• WORK TO DO: Under this task are some entries; return every one of them exactly.

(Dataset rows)

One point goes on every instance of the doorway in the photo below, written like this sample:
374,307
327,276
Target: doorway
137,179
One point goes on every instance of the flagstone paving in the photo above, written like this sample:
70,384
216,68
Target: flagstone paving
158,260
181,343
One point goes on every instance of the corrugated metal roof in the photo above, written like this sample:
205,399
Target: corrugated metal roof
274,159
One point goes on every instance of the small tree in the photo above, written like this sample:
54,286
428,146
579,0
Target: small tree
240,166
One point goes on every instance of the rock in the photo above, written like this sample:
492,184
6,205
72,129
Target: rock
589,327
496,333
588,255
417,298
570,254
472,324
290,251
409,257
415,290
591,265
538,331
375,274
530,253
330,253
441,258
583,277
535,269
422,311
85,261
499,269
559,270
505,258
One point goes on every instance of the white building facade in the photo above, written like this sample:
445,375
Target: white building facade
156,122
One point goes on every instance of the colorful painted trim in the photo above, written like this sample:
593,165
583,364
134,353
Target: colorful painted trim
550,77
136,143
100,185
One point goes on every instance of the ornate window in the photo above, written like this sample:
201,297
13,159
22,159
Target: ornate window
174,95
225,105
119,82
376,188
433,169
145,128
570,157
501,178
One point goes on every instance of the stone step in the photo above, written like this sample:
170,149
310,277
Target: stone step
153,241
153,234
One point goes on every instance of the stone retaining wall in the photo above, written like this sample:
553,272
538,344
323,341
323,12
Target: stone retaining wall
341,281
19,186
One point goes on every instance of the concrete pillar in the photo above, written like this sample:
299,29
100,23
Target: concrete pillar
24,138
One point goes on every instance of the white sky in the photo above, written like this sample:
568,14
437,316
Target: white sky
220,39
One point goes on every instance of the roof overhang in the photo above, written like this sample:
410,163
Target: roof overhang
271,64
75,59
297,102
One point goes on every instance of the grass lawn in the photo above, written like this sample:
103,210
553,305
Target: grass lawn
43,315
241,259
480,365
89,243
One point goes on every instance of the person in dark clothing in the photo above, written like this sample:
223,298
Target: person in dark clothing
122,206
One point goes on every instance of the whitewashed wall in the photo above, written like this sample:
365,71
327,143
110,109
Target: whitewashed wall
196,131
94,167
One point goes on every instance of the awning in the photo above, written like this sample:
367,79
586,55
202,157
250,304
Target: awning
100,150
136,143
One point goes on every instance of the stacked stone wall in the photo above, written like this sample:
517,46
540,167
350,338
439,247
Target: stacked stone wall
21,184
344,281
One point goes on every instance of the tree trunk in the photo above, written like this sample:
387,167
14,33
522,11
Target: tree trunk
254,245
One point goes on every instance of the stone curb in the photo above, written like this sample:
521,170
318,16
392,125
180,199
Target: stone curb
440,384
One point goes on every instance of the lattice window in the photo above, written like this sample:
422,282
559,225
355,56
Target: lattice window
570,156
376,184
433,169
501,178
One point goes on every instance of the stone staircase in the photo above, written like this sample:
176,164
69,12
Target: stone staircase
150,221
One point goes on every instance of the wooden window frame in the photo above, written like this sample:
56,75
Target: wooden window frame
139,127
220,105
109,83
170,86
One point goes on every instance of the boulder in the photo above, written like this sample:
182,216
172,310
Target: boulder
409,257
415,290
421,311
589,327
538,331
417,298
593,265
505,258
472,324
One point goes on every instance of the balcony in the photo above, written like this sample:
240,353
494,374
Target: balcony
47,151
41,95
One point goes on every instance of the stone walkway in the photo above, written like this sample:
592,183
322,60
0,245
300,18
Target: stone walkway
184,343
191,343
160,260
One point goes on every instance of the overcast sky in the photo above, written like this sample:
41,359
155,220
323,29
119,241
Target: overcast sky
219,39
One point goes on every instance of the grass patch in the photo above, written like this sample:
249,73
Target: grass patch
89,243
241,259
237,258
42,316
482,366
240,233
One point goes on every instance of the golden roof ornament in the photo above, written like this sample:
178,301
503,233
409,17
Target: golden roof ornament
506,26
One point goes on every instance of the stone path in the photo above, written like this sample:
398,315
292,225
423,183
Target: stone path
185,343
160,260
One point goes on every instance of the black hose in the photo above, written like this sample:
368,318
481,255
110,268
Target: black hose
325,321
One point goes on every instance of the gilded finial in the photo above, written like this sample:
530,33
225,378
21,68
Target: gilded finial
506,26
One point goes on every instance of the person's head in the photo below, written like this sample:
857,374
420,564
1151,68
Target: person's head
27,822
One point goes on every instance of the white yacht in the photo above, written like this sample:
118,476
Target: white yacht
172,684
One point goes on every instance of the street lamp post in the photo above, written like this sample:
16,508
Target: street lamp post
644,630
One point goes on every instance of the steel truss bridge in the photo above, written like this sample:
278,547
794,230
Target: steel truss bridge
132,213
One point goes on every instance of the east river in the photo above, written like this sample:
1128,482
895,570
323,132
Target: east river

• WRITTEN RESPONSE:
One point goes on every instance of the doorway in the photo below, written like this sample:
374,307
327,276
Target: doorway
137,179
One point goes on every instance of the flagstone paving in the photo above, written like this sample:
70,384
216,68
Target: flagstone paving
158,260
181,343
One point goes on every instance of the corrugated metal roof in the photo above, written like this sample:
205,399
Target: corrugated metal roof
274,159
One point goes on every instance of the small tree in the photo above, written like this sample:
54,286
428,146
579,0
Target: small tree
240,166
One point goes on every instance of the rock in the photo above, written like this sample:
492,184
6,205
72,129
Target: rock
589,327
496,333
588,255
417,298
570,254
472,324
290,251
409,257
415,290
591,265
538,331
375,274
530,253
330,253
441,258
583,277
535,269
422,311
85,261
499,269
559,270
505,258
One point goes on every instance of the white building facade in the photo above, written like this sample:
445,375
Target: white building facade
156,122
One point goes on every instance of the colorful painted trim in the photo above, written like this sample:
593,165
583,364
134,353
Target: colorful painted trim
550,77
136,143
100,185
One point goes on every instance of the ornate window in the photo above, written like this sample:
201,297
13,159
22,159
Target: ornate window
174,95
225,105
119,82
376,188
433,169
145,128
570,157
501,178
One point goes on every instance of the stone step in the photo above, written like this sample:
170,149
310,277
Target: stone step
153,241
153,234
One point goes on every instance of the stone retaining wall in the photo above, written like this sample:
553,272
538,344
323,341
323,12
Target: stone retaining wall
341,281
19,186
One point goes on every instance of the concrete pillar in the photo above, written like this sample:
299,29
100,23
Target: concrete pillar
24,138
One point goes on every instance of the white sky in the photo above, written like this sample:
568,14
437,316
Target: white sky
220,39
One point goes on every instance of the roof overhang in the photo above, written like this sample:
410,163
Target: roof overhang
271,64
75,59
297,102
One point goes on every instance of the grass lawn in the photo above, written like this sample:
103,210
553,305
Target: grass lawn
43,315
241,259
480,365
89,243
One point goes on every instance of the person in dark clothing in the photo above, written like this sample:
223,298
Target: person in dark clothing
122,206
One point goes on every instance of the whitewashed wall in the photo above, written like this sample:
365,71
327,143
110,109
Target: whitewashed wall
196,131
94,167
One point goes on every instance of the awning in the photo above, written like this sample:
367,79
586,55
202,157
250,304
Target: awning
100,150
136,143
One point goes on every instance of the stacked stone wall in the photo above, written like this sample:
517,46
540,167
350,338
439,247
Target: stacked stone wall
21,184
344,281
One point goes on every instance of the tree trunk in the photo above, written like this sample:
387,167
14,33
522,11
Target: tree trunk
254,245
One point goes on every instance of the stone curb in the photo above, written like this sample:
521,170
318,16
392,125
180,199
Target: stone curb
440,384
One point goes on every instance of the lattice window in the photo above, written like this sample:
422,282
559,225
355,56
Target: lattice window
570,156
376,184
433,169
501,178
One point goes on every instance of the stone staircase in the photo above, written like this sample:
176,164
69,12
Target: stone staircase
150,221
One point goes on every instance of the wooden window frame in the photo above, written like this sample:
56,75
Target: wooden window frame
139,127
220,105
109,83
170,86
One point goes on every instance of the boulder in the photo above, written like this sample:
182,216
172,310
Target: boulder
409,257
415,290
421,311
589,327
538,331
417,298
593,265
505,258
472,324
One point goes on every instance of the balcony in the photo above, written like this sample:
240,353
494,374
Target: balcony
47,151
41,95
One point goes on every instance of the stone walkway in the photo above, written like this sample:
592,183
322,60
0,245
300,18
Target: stone walkway
184,343
191,343
160,260
One point goes on every instance of the overcast sky in the photo above, written like this sample:
41,359
155,220
323,29
119,241
Target: overcast sky
219,39
One point goes on every instance of the grass patch in the photo above, written like this sample:
249,73
Target: grass patch
89,243
241,259
237,258
42,316
482,366
240,233
One point goes on every instance of the golden roof ornament in the photo above, written like this sample:
178,301
503,233
409,17
Target: golden roof ornament
506,26
One point goes on every instance of the stone path in the photo above, written like this sample:
398,315
292,225
423,183
Target: stone path
185,343
160,260
One point goes on every instance of the black hose in the photo above, written like this sample:
368,318
481,255
110,268
Target: black hose
325,321
One point goes on every instance of the gilded finial in the photo above, written like this sample:
530,33
225,378
21,68
Target: gilded finial
506,26
One point goes on every instance of the person's head in the photo below, written like this sample:
857,374
420,564
1151,68
Target: person's head
27,822
One point goes on every instance of the white yacht in the photo above, written like this sample:
118,476
Target: white yacht
172,684
One point goes on every instance of the street lamp post in the photo above, written like this sample:
16,508
Target: street lamp post
644,630
One point goes on every instance of the steel truss bridge in the photo above, written like this sample:
278,547
794,230
Target: steel truss bridge
132,213
One point goes on every instance of the east river in the photo above, written like this sample:
1128,482
895,570
323,132
Target: east river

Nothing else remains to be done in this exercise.